» Task requirements
1 - List the kinds of compost that the fall gardening advice recommends adding to soil.
2 - Extend the fall gardening advice past its final sentence.

» Source document
- - -
Our friends at the Good Earth Garden Center at 15601 Cantrell Road in Little Rock have some advice to get your garden started and how to transition seamlessly.

From Good Earth horticulturist Jennifer Gibson:

  1. Having healthy soil is the foundation for any garden. Good soil is the foundation for all plantings, including vegetable and herb gardens.  Many Arkansans struggle with heavy clay soils or the other extreme, sandy soils.  Neither one is optimal and both will benefit from adding several different kinds of compost — earthworm castings, peat moss, organic compost, vermiculite — as well as quality potting soil. In clay soils, also add some garden sand.  This will increase air circulation and water drainage of the soil.  
  2. Keep garden elevated. It can be easier and more convenient to manage when the garden is up higher, so consider adding a raised garden or planting in containers. A container needs to be insulated from the cold weather so thin-walled plastic pots, concrete, heavy glazed pottery or whiskey barrels won’t work. Also, make sure the container has good drainage. Add several inches of drainage rock, then some weed fabric, which will keep the soil from washing down into the rock, and add quality potting soil, earthworm castings and some compost.  
  3. There are plenty of herbs and veggies ideal for fall growing. Rosemary is a great option because it is evergreen and looks wonderful with pansies or violas planted around it.  Add in some ornamental or edible cool-season greens like cabbage, lettuce or kale and you will have a beautiful and tasty planter to harvest from. The pansy blooms are even edible and are a beautiful addition to salads. There is still time to start a garden by seed too. One good tip is to soak the seeds in water for 24 hours before planting. This will greatly reduce the germination time — the time it takes for the seed to sprout.  Radishes, broccoli, spinach and all sorts of veggies are available by seed.  Cilantro and parsley prefer cooler temperatures, so now is a great time to plant them either as transplants or by seed.
- - -
» Information provided

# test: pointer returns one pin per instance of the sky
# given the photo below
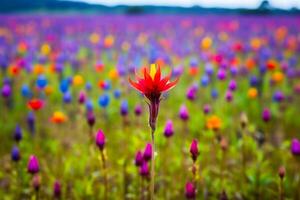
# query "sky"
(284, 4)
- - -
» Outputs by task
1 - earthworm castings, peat moss, organic compost, vermiculite

2 -
  4. Trimming is just the trick. Summer can be hard on herbs, but often times if the herbs get a good trim, they will sprout out with new growth and give you another season. Mint is a great late-season reviver and can be perennial, too, depending on the weather. Don’t stop watering just because the nights are a little cooler; daytime temperatures are still high and small seedlings dry out fast. Plants do not like to freeze dry, so water well before severely cold weather unless there has been rain.
  5. Fertilizer is the key to a healthy garden. When planting small seedlings, use a good starter fertilizer, such as Bio-Tone Starter Plus, which contains beneficial bacteria, humates and mycorrhizae for fast root establishment. Feed regularly with an organic fertilizer, such as Espoma Garden-Tone, and bi-weekly with a liquid fertilizer like LadyBug Natural Products John’s Recipe.  All of these are natural and formulated for optimum utilization by the plant.